> Work task A:
Please repeat the passage from the article on epicatechin and exercise below, starting with "By and large, the" and going on through "fatigue-resistant it is.".
> Work task B:
Condense the paragraph beginning "The muscle biopsies offered some explanation" in the article on epicatechin and exercise below into a short bulleted list that keeps its main facts.

> Extract provided:
• • •

Both groups were divided into two. Half of the animals in each group began a light exercise routine, which consisted of strolling on a treadmill for a short period each day. The regimen was not meant to get the animals into tiptop shape, only to get them moving. After 15 days, all of the animals completed a treadmill test, during which they ran to exhaustion. The researchers also biopsied the animals’ back leg muscles.
By and large, the animals that had been drinking water were the first to give out during the treadmill test. They became exhausted more quickly than the animals that had received epicatechin. Even the control mice that had lightly exercised grew tired more quickly than the nonexercising mice that had been given epicatechin. The fittest rodents, however, were those that had combined epicatechin and exercise. They covered about 50 percent more distance than the control animals.
The muscle biopsies offered some explanation for their dominance. The muscles of all of the animals that had been given epicatechin contained new capillaries, as well as biochemical markers indicating that their cells were making new mitochondria. Mitochondria are structures in cells that produce cellular energy. The more functioning mitochondria a muscle contains, the healthier and more fatigue-resistant it is.
The leg muscles of the mice that had been given epicatechin and exercised displayed far more mitochondrial activity than the leg muscles of the control mice. Even the mice that had drunk epicatechin and not exercised contained markers of increased mitochondrial health, suggesting that the flavonol prompts a physiological reaction even among the sedentary. But that response is greatly heightened by exercise, no matter how slight.
Exactly how epicatechin intensified the mouse muscles’ response to exercise is not yet known, but “it seems likely that muscle cells contain specific receptors for epicatechin,” said Dr. Francisco Villarreal, a professor of medicine at the University of California, San Diego, and one of the authors of the study, which was published last week in The Journal of Physiology. Epicatechin binds to the receptors and “induces an integrated response that includes structural and metabolic changes in skeletal and cardiac muscles resulting in greater endurance capacity,” the study concluded.
Mice are not people, though, and it remains to be seen whether the fitness-boosting effects of epicatechin will be identical in humans, especially since most of us would be getting the substance not in purified liquid form but in chocolate. “Processing destroys epicatechin,” Dr. Villarreal said, so heavily processed milk chocolate contains almost none of the flavonol, while cacao-rich dark chocolate has far more.
And even for those who adore dark chocolate, there is a catch. “A very small amount is probably enough,” Dr. Villarreal said. Extrapolating from his group’s mouse data, he said, five grams of dark chocolate daily, or just a sixth of an ounce — about half of one square of a typical chocolate bar — is probably a reasonable human dose if your aim is to intensify the effects of a workout.
Sadly, “more is not better,” he continued. “More could lessen or even undo” any benefits, he said, by overloading the muscles’ receptors or otherwise skewing the body’s response.
But given human nature, microdoses of chocolate may be impractical, underscoring the difficulties of using nutrition to bolster fitness. Dr. Villarreal’s colleagues regularly filch from his cache of dark-chocolate bars, he said, and despite his admonitions, they invariably finish the entire thing. “I keep telling them that’s too much,” he said. “But it doesn’t matter. They want to eat the whole thing and,” no matter what the expert tells them, “they do.”
So don’t ever forget that training is not all about higher, stronger, faster…some days it is good to just have funnier, dirtier, and memorable. At least that is what I like.

• • •

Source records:
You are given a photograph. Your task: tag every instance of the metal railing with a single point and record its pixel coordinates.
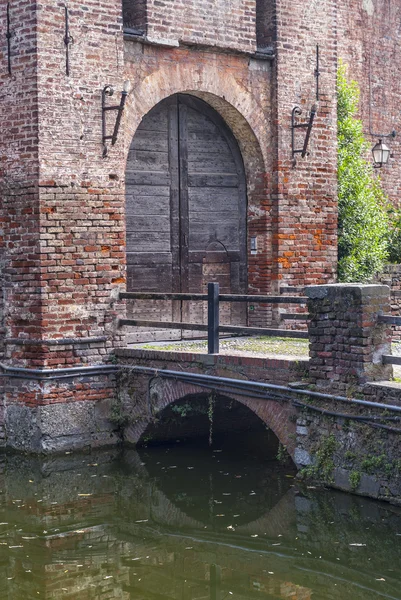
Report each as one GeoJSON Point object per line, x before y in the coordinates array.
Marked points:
{"type": "Point", "coordinates": [213, 327]}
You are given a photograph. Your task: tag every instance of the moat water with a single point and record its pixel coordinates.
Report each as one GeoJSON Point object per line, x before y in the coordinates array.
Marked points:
{"type": "Point", "coordinates": [186, 523]}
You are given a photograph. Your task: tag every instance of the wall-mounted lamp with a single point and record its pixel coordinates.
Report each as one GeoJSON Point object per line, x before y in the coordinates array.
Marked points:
{"type": "Point", "coordinates": [108, 90]}
{"type": "Point", "coordinates": [296, 112]}
{"type": "Point", "coordinates": [381, 152]}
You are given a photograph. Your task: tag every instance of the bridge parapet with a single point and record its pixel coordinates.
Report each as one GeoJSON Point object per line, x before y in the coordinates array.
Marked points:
{"type": "Point", "coordinates": [347, 338]}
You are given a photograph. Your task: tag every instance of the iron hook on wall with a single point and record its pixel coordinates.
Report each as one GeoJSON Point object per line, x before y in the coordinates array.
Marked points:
{"type": "Point", "coordinates": [8, 36]}
{"type": "Point", "coordinates": [68, 39]}
{"type": "Point", "coordinates": [108, 91]}
{"type": "Point", "coordinates": [297, 112]}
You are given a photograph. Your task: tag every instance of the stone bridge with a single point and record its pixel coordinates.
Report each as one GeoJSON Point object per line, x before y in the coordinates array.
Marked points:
{"type": "Point", "coordinates": [335, 412]}
{"type": "Point", "coordinates": [154, 393]}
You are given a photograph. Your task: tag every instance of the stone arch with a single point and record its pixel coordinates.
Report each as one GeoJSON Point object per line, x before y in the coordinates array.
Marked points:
{"type": "Point", "coordinates": [242, 113]}
{"type": "Point", "coordinates": [165, 392]}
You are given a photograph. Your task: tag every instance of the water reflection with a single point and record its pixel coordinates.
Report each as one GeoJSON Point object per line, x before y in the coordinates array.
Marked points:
{"type": "Point", "coordinates": [187, 523]}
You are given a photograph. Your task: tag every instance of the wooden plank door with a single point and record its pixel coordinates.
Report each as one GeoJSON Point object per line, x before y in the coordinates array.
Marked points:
{"type": "Point", "coordinates": [152, 216]}
{"type": "Point", "coordinates": [213, 210]}
{"type": "Point", "coordinates": [186, 213]}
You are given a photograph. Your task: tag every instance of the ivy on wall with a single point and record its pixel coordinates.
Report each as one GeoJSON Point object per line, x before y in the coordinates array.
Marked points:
{"type": "Point", "coordinates": [363, 225]}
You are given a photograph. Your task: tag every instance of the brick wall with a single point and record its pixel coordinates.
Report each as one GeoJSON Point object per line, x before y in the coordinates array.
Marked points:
{"type": "Point", "coordinates": [305, 195]}
{"type": "Point", "coordinates": [224, 23]}
{"type": "Point", "coordinates": [370, 45]}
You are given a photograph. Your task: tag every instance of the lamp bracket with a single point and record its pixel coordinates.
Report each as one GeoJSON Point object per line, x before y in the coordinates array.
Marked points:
{"type": "Point", "coordinates": [108, 91]}
{"type": "Point", "coordinates": [392, 134]}
{"type": "Point", "coordinates": [9, 36]}
{"type": "Point", "coordinates": [297, 112]}
{"type": "Point", "coordinates": [68, 39]}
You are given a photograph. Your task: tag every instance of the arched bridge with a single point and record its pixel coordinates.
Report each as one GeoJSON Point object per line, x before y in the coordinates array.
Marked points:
{"type": "Point", "coordinates": [151, 382]}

• • •

> Answer A:
By and large, the animals that had been drinking water were the first to give out during the treadmill test. They became exhausted more quickly than the animals that had received epicatechin. Even the control mice that had lightly exercised grew tired more quickly than the nonexercising mice that had been given epicatechin. The fittest rodents, however, were those that had combined epicatechin and exercise. They covered about 50 percent more distance than the control animals.
The muscle biopsies offered some explanation for their dominance. The muscles of all of the animals that had been given epicatechin contained new capillaries, as well as biochemical markers indicating that their cells were making new mitochondria. Mitochondria are structures in cells that produce cellular energy. The more functioning mitochondria a muscle contains, the healthier and more fatigue-resistant it is.

> Answer B:
- The biopsies helped explain why some animals outperformed the rest.
- Muscles of all animals given epicatechin had new capillaries.
- Those muscles also showed biochemical markers of new mitochondria being made.
- Mitochondria are cell structures that produce cellular energy.
- The more functioning mitochondria a muscle has, the healthier and more fatigue-resistant it is.